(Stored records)
- Opening Delimiter -
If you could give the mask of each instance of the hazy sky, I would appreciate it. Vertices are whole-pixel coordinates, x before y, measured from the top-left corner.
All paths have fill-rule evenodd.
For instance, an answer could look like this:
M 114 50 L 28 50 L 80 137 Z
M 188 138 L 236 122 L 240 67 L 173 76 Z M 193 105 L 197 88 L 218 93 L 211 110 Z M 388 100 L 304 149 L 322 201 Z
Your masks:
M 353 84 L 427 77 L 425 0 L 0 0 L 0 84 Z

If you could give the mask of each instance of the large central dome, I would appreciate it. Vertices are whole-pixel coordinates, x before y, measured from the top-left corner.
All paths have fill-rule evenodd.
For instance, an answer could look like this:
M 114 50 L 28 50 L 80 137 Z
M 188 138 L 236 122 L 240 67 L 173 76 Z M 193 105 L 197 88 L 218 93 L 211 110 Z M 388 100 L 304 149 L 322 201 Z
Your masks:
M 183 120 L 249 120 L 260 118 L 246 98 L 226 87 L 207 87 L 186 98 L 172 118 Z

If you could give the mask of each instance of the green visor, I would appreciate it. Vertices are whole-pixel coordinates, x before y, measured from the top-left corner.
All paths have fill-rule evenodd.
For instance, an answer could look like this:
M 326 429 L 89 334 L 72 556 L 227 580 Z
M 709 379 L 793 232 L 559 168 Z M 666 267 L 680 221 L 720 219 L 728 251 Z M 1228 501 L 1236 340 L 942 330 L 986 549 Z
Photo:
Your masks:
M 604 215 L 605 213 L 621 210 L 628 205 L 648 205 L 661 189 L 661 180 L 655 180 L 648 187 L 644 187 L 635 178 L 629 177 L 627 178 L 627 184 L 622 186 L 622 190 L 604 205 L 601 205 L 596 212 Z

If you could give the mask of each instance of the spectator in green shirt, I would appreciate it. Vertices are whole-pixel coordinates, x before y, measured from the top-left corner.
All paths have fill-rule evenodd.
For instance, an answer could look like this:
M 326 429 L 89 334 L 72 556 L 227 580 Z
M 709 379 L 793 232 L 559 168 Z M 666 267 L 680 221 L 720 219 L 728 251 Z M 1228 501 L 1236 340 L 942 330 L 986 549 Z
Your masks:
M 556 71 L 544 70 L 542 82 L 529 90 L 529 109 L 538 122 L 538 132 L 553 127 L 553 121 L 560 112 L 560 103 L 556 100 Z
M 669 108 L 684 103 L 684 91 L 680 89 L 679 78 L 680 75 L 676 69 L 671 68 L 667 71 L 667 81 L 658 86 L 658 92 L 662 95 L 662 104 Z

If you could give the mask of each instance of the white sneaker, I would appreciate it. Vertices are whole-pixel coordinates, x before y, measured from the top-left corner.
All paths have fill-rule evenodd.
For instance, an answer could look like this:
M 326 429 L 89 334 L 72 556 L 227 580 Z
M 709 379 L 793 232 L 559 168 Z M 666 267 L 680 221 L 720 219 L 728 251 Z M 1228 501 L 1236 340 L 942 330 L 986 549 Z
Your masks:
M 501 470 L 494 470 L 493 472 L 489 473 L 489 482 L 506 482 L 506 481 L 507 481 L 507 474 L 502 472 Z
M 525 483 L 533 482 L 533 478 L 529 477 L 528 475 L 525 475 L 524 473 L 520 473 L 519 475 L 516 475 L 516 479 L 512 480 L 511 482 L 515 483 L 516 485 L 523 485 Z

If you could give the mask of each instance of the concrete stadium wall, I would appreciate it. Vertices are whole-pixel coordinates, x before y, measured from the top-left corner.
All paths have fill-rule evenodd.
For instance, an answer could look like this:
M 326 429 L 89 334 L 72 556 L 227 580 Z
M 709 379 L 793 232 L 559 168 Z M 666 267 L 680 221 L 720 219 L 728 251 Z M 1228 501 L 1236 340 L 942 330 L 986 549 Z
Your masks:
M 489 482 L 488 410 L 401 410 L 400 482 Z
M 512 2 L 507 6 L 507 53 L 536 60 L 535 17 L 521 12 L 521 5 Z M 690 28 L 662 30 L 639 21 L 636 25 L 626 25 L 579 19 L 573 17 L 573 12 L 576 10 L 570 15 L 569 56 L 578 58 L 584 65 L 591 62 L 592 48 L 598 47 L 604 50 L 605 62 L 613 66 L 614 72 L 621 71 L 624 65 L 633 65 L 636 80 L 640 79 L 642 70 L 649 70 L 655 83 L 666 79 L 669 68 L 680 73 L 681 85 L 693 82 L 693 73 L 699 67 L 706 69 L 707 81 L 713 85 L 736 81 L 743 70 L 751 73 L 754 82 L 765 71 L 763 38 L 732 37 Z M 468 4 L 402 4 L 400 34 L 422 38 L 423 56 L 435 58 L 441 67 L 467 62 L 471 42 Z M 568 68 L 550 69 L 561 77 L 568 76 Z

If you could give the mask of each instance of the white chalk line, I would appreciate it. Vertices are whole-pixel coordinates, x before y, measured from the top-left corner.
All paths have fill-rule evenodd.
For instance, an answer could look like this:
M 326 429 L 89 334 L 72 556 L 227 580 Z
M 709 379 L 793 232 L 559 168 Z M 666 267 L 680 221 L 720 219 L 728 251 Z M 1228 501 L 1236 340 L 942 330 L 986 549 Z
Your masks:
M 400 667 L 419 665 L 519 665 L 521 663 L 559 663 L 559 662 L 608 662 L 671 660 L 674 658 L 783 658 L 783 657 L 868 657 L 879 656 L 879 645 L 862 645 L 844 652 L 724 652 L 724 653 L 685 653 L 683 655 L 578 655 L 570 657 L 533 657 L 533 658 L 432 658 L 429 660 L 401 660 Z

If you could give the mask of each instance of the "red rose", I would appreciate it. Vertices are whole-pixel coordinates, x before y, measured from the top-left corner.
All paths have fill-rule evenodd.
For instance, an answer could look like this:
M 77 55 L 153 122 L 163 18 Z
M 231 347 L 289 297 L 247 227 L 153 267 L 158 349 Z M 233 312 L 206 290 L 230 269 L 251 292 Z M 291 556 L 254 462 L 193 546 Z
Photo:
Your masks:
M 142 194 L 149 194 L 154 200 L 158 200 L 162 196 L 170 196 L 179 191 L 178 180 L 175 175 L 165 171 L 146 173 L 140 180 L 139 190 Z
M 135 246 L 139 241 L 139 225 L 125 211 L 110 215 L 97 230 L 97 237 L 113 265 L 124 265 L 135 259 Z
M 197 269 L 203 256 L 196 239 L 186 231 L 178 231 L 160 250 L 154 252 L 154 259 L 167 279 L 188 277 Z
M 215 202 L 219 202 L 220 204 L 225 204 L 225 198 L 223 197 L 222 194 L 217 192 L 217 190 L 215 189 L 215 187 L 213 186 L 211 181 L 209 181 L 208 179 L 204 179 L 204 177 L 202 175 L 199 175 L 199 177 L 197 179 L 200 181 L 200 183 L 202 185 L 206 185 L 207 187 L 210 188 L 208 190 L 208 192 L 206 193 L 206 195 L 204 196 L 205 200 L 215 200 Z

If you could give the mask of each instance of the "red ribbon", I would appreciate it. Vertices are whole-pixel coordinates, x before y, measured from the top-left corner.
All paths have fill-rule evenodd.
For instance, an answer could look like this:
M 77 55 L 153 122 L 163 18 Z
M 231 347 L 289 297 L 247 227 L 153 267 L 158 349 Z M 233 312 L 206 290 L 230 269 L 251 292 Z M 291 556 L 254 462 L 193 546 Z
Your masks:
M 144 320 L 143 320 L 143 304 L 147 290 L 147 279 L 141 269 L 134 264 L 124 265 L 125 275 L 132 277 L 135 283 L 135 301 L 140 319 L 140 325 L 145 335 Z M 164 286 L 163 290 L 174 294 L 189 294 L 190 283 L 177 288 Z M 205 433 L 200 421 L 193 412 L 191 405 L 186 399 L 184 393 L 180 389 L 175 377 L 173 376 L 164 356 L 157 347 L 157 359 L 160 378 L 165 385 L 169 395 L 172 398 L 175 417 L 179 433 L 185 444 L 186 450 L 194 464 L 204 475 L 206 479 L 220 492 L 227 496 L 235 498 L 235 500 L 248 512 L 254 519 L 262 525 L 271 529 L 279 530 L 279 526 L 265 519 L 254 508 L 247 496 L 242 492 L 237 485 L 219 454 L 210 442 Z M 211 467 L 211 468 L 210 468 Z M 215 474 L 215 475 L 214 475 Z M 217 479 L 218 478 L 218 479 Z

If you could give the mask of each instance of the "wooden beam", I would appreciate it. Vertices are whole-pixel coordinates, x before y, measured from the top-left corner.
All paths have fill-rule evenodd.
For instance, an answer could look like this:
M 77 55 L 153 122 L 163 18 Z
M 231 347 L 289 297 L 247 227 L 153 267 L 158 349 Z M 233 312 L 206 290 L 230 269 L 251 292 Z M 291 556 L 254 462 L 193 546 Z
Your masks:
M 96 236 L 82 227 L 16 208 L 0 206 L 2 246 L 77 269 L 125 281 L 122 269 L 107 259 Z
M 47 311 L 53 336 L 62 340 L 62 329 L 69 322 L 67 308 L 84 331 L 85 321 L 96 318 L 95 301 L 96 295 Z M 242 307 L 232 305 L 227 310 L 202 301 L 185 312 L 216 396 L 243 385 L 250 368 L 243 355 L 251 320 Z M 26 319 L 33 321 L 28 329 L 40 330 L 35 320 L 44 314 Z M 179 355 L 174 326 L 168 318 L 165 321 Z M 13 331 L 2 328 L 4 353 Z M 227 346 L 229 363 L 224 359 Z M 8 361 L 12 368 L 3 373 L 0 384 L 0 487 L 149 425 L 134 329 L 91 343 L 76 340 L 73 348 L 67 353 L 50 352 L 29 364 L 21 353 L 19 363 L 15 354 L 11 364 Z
- Closing Delimiter -
**Try it**
Where a line of the records has the string "green", return that line.

**Result of the exercise**
If you could give the mask of each instance of the green visor, I would appreciate it. Vertices are whole-pixel coordinates, x before y, measured from the top-left corner.
If you could give the mask of each instance of the spectator in green shirt, I would appreciate it. Vertices are whole-pixel coordinates, x before y, measured from the top-left corner.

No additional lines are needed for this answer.